# Excerpt:
§

Technical Articles series: Towards Smarter Cloud-to-Edge Orchestration via Simulation

5min read

Due to the complexity of Swarmchestrate’s application-centric orchestration approach, a Cloud-to-Edge simulation environment is being developed in parallel with the actual system implementation. The goal of this simulation environment is to allow for safe and repeatable experimentation through mimicking the behaviour of the real system, as realistically as possible. For this purpose, we are extending the open-source DISSECT-CF-Fog simulator which provides a flexible, modular, and energy-aware simulation framework that is well suited for modelling complex edge, fog, and cloud computing scenarios.

The rationale behind this decision is twofold: first, the simulation environment enables end-to-end modelling of orchestration services, including application submission, resource allocation, deployment, and runtime management, by mirroring the behaviour of a complete Swarmchestrate ecosystem. Second, DISSECT-CF-Fog is further extended towards the concept of a Digital Twin, acting as a dynamic virtual replica of the real Swarmchestrate infrastructure and demonstrators’ applications, parallel to the execution of the live system. This allows us to predict system behaviour, rigorously test orchestration strategies, and optimise resource allocation in a controlled, risk-free environment.

In this article, we will focus on the “Urban Noise Classification” demonstrator managed by InnoRenew CoE, UP IAM, as a detailed example of using the simulation environment. The challenge addressed by this demonstrator is how Swarmchestrate can enable scalable, real-time urban noise monitoring by dynamically orchestrating lightweight sound classification workloads across distributed edge nodes. In particular, the system must be able to intelligently reroute tasks away from devices exposed to direct sunlight, or approaching thermal throttling limits, towards cooler, nearby edge nodes.

§

# Data listing:
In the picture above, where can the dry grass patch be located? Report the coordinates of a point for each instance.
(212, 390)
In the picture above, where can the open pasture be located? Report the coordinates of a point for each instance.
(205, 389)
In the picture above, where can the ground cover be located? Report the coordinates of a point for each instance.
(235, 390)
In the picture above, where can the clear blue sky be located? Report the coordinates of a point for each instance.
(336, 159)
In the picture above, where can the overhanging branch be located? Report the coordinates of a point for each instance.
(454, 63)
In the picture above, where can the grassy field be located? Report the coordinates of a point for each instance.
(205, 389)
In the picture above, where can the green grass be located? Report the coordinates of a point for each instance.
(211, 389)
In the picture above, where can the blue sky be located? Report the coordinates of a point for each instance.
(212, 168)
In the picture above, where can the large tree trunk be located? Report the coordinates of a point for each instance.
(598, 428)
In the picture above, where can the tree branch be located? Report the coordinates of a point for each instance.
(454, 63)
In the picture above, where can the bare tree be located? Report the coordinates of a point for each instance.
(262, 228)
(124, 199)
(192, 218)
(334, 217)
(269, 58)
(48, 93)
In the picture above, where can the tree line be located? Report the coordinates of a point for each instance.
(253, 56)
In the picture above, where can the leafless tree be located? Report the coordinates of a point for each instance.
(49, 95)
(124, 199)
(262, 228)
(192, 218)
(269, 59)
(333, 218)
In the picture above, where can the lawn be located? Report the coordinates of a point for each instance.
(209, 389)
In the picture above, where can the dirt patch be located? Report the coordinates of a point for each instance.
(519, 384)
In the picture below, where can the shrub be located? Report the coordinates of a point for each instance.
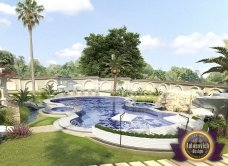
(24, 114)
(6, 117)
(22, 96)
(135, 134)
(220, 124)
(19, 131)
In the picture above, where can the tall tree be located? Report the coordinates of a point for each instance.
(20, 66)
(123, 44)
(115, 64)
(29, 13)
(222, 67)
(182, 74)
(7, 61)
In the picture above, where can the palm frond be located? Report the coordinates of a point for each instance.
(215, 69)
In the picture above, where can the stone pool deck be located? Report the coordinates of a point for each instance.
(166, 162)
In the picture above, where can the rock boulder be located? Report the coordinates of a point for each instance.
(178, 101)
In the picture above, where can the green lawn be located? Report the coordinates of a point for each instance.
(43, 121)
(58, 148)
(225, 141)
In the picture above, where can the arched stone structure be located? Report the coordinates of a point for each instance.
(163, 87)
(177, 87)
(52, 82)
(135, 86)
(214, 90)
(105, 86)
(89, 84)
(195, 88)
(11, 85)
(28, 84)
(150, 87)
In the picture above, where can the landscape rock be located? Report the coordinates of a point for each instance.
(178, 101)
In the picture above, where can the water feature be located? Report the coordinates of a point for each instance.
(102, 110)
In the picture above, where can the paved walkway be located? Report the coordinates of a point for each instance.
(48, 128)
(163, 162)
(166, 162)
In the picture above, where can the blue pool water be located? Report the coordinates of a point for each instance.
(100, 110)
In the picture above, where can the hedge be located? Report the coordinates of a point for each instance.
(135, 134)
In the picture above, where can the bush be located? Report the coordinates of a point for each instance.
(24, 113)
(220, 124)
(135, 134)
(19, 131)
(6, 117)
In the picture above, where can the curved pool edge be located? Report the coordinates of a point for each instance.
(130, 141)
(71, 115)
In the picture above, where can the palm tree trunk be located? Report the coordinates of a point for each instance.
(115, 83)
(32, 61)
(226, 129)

§

# What is asked:
Reproduce the article on simulation-based cloud-to-edge orchestration above in full, word for word.

# Exercise answer:
Technical Articles series: Towards Smarter Cloud-to-Edge Orchestration via Simulation

5min read

Due to the complexity of Swarmchestrate’s application-centric orchestration approach, a Cloud-to-Edge simulation environment is being developed in parallel with the actual system implementation. The goal of this simulation environment is to allow for safe and repeatable experimentation through mimicking the behaviour of the real system, as realistically as possible. For this purpose, we are extending the open-source DISSECT-CF-Fog simulator which provides a flexible, modular, and energy-aware simulation framework that is well suited for modelling complex edge, fog, and cloud computing scenarios.

The rationale behind this decision is twofold: first, the simulation environment enables end-to-end modelling of orchestration services, including application submission, resource allocation, deployment, and runtime management, by mirroring the behaviour of a complete Swarmchestrate ecosystem. Second, DISSECT-CF-Fog is further extended towards the concept of a Digital Twin, acting as a dynamic virtual replica of the real Swarmchestrate infrastructure and demonstrators’ applications, parallel to the execution of the live system. This allows us to predict system behaviour, rigorously test orchestration strategies, and optimise resource allocation in a controlled, risk-free environment.

In this article, we will focus on the “Urban Noise Classification” demonstrator managed by InnoRenew CoE, UP IAM, as a detailed example of using the simulation environment. The challenge addressed by this demonstrator is how Swarmchestrate can enable scalable, real-time urban noise monitoring by dynamically orchestrating lightweight sound classification workloads across distributed edge nodes. In particular, the system must be able to intelligently reroute tasks away from devices exposed to direct sunlight, or approaching thermal throttling limits, towards cooler, nearby edge nodes.